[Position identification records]
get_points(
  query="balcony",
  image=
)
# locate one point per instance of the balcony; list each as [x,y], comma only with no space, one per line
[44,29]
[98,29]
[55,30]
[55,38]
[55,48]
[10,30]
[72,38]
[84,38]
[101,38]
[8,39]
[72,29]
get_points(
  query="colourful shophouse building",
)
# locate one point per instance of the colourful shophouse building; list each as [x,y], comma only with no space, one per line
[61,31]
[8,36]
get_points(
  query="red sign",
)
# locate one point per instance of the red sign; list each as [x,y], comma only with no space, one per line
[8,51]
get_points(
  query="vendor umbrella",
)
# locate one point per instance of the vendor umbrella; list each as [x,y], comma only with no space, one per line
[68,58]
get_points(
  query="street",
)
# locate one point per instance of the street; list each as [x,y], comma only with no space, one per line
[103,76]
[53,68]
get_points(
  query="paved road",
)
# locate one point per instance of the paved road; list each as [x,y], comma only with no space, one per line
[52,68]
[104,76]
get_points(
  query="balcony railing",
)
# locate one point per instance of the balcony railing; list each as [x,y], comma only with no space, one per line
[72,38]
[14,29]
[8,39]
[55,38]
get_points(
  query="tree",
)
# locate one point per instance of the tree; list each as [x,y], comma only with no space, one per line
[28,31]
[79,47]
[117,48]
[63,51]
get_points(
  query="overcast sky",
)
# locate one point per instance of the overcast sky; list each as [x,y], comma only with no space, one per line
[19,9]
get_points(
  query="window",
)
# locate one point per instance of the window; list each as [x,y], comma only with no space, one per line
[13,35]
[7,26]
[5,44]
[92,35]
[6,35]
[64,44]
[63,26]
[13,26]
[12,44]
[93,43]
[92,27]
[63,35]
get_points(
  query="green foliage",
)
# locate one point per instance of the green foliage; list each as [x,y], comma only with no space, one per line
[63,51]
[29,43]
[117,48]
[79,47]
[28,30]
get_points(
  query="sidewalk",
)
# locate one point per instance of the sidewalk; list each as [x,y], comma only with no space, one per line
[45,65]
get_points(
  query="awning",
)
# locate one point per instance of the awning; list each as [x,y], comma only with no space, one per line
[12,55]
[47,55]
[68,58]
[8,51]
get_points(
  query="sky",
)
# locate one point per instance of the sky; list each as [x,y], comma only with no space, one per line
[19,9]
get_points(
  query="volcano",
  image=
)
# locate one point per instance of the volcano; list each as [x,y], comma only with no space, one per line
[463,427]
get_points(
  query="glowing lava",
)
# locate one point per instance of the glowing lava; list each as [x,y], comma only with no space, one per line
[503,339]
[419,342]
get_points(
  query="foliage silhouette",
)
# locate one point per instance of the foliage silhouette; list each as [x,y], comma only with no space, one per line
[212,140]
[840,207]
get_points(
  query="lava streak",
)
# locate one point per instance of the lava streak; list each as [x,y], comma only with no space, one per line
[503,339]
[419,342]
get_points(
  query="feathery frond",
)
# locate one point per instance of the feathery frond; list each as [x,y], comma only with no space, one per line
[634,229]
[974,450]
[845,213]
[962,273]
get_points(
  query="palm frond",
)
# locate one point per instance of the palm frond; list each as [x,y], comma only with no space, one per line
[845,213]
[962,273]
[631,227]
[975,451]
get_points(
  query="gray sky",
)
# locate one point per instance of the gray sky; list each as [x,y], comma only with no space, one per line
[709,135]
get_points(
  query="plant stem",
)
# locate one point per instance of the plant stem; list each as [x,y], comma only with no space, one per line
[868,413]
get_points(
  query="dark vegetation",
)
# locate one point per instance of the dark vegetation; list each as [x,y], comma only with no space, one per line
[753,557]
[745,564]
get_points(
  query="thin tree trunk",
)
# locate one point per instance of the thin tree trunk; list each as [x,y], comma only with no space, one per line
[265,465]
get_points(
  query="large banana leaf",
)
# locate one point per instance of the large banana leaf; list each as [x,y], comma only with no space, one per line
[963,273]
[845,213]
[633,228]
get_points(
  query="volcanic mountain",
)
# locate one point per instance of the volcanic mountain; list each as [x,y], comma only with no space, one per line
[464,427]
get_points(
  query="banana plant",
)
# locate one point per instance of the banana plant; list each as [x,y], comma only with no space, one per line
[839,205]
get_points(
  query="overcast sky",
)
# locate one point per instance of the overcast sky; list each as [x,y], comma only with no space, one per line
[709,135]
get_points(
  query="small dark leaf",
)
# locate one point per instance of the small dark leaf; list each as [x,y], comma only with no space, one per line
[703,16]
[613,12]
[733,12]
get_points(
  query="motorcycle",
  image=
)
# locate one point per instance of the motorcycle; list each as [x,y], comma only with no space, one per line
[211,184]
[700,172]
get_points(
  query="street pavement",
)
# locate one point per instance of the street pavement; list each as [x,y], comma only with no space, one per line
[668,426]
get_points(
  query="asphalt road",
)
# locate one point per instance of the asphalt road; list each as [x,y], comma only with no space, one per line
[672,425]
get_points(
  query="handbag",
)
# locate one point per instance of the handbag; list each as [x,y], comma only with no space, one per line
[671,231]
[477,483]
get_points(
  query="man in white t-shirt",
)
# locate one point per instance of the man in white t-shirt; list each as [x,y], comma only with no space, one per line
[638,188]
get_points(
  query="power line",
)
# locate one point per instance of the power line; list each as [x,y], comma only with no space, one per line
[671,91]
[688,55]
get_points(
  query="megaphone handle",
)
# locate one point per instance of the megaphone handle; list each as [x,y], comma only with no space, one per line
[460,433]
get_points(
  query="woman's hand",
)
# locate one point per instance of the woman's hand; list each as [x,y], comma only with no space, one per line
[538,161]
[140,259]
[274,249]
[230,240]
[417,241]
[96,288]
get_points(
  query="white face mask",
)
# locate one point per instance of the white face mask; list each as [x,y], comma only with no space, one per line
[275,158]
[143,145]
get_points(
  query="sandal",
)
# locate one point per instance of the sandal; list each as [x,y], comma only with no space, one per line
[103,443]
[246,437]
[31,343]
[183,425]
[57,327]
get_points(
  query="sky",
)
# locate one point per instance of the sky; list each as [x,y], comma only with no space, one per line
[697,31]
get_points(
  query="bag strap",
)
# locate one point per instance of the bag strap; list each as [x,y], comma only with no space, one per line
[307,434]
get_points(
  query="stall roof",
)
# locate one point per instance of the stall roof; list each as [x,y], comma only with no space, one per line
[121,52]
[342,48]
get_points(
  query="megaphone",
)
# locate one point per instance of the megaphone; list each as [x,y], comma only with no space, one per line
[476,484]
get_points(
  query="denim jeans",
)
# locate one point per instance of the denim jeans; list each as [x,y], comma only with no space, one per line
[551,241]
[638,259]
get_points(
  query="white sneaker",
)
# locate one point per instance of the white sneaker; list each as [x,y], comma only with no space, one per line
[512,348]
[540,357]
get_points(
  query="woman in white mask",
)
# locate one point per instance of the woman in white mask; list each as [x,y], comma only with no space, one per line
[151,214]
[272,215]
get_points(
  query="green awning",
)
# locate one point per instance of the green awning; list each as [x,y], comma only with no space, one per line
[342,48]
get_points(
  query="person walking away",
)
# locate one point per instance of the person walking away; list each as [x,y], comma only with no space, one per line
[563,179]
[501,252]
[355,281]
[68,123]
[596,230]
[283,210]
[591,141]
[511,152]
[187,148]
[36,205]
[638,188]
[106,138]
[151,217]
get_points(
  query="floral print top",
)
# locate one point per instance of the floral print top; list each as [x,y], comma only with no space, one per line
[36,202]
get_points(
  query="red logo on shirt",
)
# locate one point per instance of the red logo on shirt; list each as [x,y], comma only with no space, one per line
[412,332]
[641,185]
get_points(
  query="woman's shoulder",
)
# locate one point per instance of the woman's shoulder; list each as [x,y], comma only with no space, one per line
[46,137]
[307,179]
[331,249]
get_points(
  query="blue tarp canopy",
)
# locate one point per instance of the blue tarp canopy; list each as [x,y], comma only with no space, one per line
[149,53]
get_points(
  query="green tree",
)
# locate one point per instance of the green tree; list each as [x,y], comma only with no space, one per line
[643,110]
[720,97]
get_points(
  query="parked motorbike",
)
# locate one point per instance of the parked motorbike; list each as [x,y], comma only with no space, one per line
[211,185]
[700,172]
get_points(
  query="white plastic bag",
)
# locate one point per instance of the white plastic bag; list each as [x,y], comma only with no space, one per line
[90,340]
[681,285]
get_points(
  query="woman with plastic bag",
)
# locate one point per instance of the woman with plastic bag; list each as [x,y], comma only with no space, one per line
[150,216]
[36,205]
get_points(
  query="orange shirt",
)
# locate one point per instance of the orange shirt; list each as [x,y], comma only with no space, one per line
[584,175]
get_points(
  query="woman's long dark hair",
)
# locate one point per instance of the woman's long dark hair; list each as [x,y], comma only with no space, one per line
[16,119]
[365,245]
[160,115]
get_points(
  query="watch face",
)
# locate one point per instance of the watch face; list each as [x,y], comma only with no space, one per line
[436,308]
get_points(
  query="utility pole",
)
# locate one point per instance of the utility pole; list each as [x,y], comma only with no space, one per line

**Aim:** Identify each row above that contains the string "denim" and copy those rows out in full. Case counts when matching.

**Answer below:**
  query="denim jeans",
# locate one point per instance of the denim jeans; list each as [x,y], comma only with no space, one per line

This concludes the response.